---- TEXTO PROPORCIONADO
En la década de los setentas, surgió un slogan que muchas personas siguen repitiendo: “Jesús sí, Iglesia no”. Afirmar tal cosa, resulta ilógico, pues equivaldría a decir: “Leonardo da Vinci sí, Mona Lisa no”. ¿Cómo podríamos por una parte aceptar al autor y, por otra, rechazar la obra de sus manos? Pues lo mismo pasa con la Iglesia Católica. Jesús decidió fundarla y lo hizo para que no termináramos buscándonos a nosotros mismos, al creernos autosuficientes. Es cierto que la fe supone pensar por cuenta propia, cuestionarse en primera persona; sin embargo, irse por la libre, hace las veces de auto diagnosticarse sin conocimiento de causa. O ¿a poco nos creemos más sabios que una institución con dos mil años de historia, de camino, de experiencia acumulada y compartida? “Pero es que muchos han cometido pecados dentro de ella” Es verdad, pero si a esas vamos, entonces, ¿dejaríamos de acudir a urgencias por un puñado de médicos negligentes descubiertos en la ciudad de junto? Nunca hay que generalizar.
--------
---- INFORMACIÓN
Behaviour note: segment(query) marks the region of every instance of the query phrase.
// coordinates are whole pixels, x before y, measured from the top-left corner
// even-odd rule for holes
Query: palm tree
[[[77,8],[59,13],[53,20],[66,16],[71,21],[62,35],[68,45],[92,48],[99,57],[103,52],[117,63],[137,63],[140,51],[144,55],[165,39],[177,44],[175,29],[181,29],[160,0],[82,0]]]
--------
[COMPRUEBA TU COMPRENSIÓN]:
1 - Reescribe en forma de lista, y de manera más breve, el párrafo del texto sobre la Iglesia que empieza con «En la década de los setentas», conservando sus datos principales.
2 - Prosigue el texto sobre la Iglesia a partir de su última oración, «Nunca hay que generalizar.».
Las entradas no intervienen en nada de esto.

[RESULTADOS DEL EJERCICIO]:
1 -
- En la década de los setenta surgió el eslogan «Jesús sí, Iglesia no», que muchas personas siguen repitiendo.
- Es ilógico, porque equivale a decir «Leonardo da Vinci sí, Mona Lisa no»: aceptar al autor y rechazar su obra.
- Jesús fundó la Iglesia Católica para que no termináramos buscándonos a nosotros mismos, creyéndonos autosuficientes.
- La fe supone pensar por cuenta propia. Sin embargo, irse por la libre es como autodiagnosticarse sin conocimiento de causa ante una institución con dos mil años de historia y de experiencia acumulada y compartida.
- Es verdad que muchos han pecado dentro de ella, pero nadie dejaría de acudir a urgencias por unos médicos negligentes de la ciudad de junto. Nunca hay que generalizar.

2 -
“Es que en la Iglesia hay normas” Claro, lo mismo que en el banco o en el fútbol. Por ejemplo, nadie puede llenar un cheque como se le dé la gana o meter autogol y esperar ganar puntos a favor. Mejor decir que estorba la conciencia que provoca el cristianismo en el mundo. De otra manera, ¿por qué rechazarlo desde el plano institucional y/o religioso? Sin duda, es muy importante cuestionarse para poder superar slogans disfrazados de buenos argumentos. La autoridad moral de la Iglesia, viene de la sabiduría con la que Jesús quiso darle forma y, a partir de ahí, permanecer ligado a la humanidad con los sacramentos que hacen visible (liturgia) lo invisible (gracia).

Jesús no quiso ser alguien abstracto, sometido a la medida de cada uno. Por esta razón, dejó a la Iglesia, como su intérprete. Desde luego, hay límites, dogmas que garantizan la sana transmisión del Evangelio; es decir, libre del fanatismo que no tiene nada que ver con Dios, sino con distorsiones humanas. Por lo tanto, aceptar al autor, implica valorar su obra, el sello que lo distingue. En este caso, la Iglesia Católica, conjunto de bautizados.